**What is needed:** Reproduce the lines from the one containing "Q: Place a marker on the asphalt" through the last line, swapping "marker" for "pin" and leaving everything else unchanged.

==== Provided records ====

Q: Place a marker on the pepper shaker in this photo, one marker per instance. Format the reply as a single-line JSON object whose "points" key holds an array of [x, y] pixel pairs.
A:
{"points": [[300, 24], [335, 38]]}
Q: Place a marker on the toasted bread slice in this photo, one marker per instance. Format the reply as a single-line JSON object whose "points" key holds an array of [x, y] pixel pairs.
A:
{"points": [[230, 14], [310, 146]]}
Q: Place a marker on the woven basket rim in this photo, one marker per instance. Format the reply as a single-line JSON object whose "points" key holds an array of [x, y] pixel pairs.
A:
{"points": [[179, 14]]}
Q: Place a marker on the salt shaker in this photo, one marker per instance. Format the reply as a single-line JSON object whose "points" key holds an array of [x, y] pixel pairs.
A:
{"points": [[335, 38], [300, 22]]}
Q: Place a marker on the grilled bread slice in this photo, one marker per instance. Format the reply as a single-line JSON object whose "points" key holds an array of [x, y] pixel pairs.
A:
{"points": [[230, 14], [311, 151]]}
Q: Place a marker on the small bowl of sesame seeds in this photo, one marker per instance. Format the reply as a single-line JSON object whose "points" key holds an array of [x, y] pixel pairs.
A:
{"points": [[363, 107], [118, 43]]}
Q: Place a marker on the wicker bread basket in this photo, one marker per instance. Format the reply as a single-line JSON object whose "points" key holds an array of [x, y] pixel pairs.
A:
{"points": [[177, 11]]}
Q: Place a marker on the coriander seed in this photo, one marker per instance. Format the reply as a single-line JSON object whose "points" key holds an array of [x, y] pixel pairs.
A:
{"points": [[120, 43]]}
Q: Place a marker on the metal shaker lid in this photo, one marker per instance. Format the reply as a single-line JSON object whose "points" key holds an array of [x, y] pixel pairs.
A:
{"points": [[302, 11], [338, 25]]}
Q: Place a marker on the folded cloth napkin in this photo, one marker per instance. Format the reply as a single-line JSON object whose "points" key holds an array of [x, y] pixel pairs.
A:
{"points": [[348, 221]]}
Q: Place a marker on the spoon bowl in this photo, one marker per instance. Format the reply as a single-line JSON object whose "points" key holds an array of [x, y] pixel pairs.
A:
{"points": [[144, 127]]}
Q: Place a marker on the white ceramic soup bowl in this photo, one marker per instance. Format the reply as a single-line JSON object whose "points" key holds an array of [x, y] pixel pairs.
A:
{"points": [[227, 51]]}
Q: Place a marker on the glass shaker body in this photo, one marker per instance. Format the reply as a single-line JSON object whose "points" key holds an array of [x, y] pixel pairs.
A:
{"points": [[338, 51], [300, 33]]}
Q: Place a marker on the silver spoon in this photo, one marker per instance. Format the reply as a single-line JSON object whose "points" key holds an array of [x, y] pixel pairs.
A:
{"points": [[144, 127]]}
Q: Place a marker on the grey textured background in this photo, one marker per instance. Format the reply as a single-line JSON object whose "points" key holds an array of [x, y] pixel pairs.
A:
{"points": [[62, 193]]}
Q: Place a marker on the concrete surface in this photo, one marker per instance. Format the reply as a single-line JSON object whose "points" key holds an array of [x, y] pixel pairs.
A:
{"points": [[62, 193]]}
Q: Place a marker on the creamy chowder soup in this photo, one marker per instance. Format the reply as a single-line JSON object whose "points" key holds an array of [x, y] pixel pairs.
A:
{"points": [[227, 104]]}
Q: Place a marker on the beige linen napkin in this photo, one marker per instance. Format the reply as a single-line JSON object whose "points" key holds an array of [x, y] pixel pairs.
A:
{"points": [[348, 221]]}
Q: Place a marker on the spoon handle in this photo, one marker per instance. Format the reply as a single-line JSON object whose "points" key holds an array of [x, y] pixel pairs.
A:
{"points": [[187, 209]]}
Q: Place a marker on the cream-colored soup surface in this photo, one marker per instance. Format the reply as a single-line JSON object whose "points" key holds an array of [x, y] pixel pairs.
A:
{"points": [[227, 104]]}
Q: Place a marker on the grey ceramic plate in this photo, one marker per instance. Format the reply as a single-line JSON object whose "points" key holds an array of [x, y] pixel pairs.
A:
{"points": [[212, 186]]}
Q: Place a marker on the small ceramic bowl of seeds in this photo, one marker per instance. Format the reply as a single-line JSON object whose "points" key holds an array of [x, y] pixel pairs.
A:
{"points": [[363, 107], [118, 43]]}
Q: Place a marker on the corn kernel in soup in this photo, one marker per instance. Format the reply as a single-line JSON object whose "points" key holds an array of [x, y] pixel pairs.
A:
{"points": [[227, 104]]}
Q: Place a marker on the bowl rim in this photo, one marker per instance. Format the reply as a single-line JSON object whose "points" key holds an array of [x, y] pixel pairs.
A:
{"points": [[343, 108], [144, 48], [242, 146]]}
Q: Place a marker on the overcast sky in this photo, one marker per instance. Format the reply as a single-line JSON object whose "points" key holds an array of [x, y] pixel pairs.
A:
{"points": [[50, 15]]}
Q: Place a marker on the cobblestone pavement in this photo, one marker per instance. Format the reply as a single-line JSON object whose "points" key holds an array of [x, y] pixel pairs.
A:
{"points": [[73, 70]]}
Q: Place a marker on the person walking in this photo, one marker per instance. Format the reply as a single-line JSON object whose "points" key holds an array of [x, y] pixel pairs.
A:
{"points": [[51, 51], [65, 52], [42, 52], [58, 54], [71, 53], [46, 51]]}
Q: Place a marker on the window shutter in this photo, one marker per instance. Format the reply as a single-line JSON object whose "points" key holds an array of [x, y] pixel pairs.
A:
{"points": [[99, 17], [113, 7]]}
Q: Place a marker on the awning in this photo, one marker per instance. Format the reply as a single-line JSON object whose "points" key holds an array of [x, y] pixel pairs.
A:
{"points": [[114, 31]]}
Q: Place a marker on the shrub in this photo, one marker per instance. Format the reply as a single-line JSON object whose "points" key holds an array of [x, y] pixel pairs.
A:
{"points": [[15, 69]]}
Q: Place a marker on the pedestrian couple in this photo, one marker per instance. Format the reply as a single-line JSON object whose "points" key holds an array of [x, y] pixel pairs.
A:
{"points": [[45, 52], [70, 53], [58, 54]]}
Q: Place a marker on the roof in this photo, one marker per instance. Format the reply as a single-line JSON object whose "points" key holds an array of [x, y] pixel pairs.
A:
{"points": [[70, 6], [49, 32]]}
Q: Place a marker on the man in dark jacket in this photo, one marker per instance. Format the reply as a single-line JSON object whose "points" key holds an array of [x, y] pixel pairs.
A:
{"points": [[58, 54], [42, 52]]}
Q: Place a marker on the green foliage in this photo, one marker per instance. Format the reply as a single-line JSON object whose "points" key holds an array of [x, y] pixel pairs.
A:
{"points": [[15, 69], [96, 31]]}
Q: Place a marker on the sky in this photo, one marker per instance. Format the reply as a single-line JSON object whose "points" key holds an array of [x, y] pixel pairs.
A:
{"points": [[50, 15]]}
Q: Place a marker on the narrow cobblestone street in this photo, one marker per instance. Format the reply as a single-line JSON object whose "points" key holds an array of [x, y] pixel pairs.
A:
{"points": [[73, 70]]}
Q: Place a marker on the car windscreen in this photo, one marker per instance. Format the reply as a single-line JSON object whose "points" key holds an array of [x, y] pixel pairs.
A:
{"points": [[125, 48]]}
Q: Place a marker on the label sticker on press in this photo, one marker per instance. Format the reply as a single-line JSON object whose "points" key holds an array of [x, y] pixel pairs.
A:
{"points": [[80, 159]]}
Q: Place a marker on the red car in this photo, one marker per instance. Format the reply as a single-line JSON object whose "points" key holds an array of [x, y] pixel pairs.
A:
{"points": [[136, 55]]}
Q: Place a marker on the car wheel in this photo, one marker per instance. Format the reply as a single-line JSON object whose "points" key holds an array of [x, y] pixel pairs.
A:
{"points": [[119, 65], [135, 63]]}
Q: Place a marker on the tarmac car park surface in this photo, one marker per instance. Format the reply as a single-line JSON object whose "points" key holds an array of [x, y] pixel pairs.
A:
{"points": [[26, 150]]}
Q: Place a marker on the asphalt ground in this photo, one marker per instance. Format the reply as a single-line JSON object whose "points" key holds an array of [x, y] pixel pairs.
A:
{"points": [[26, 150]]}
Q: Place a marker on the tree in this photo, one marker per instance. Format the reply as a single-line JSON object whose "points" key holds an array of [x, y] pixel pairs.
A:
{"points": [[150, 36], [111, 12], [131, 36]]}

====

**Exercise result:**
Q: Place a pin on the asphalt ground in this photo, one pin per instance. Format the reply as a single-line JSON object whose "points" key holds an array of [x, y] pixel pairs.
A:
{"points": [[26, 150]]}
Q: Place a pin on the tree in this photo, one pin per instance. Format the reply as a single-line JSON object whose "points" key holds an array of [x, y] pixel pairs.
A:
{"points": [[150, 36], [111, 12], [131, 36]]}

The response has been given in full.